• **DATA IN THIS EXERCISE**:
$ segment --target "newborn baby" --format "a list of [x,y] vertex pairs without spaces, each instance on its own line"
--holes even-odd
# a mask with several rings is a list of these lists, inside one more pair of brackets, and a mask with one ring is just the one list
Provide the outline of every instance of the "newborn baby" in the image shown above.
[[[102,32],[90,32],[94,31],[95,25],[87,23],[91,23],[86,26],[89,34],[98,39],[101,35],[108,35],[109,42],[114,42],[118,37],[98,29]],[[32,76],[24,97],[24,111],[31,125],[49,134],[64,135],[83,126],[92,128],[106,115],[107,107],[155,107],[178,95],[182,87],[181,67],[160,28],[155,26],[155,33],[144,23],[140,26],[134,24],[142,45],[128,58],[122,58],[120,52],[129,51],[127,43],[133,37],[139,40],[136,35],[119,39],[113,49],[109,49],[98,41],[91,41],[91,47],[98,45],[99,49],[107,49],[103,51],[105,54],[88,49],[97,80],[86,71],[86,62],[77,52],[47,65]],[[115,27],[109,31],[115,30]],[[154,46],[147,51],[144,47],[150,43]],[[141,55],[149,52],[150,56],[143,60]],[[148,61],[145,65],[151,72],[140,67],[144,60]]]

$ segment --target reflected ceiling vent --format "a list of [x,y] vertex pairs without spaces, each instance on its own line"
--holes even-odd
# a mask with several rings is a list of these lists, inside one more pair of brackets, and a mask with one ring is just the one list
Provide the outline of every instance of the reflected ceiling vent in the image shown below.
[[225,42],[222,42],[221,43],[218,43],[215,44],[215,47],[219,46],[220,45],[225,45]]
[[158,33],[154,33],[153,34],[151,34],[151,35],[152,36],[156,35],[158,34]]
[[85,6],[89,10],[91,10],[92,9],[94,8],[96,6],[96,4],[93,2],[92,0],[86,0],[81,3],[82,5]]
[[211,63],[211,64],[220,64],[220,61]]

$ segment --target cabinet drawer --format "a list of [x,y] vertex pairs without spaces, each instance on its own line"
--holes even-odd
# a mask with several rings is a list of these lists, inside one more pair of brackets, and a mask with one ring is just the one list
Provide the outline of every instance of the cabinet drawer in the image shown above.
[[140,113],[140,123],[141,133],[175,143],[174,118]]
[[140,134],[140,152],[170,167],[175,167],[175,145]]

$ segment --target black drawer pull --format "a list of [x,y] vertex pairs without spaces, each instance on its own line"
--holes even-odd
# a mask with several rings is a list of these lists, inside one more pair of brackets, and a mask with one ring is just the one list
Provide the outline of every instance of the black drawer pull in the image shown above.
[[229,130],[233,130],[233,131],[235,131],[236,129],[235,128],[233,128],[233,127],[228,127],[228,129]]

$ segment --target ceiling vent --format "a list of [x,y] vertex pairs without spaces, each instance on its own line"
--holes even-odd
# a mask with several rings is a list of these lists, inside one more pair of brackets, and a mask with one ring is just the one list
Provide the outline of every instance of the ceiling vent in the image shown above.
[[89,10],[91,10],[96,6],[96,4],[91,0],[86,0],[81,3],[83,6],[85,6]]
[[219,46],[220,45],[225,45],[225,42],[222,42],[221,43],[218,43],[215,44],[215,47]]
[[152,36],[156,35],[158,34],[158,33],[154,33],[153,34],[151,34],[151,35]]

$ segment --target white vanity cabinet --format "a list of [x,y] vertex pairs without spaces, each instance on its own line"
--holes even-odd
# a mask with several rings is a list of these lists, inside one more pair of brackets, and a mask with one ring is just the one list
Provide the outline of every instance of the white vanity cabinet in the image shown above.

• **WHAT YOU WILL DO**: Which lines in the records above contain the word "vanity"? Locate each one and copy it in full.

• **WORKED ANSWER**:
$ segment --target white vanity cabinet --format "a list of [x,y] vertex pairs without spaces, each instance on its own line"
Provide the outline of every instance of the white vanity cabinet in the image shown above.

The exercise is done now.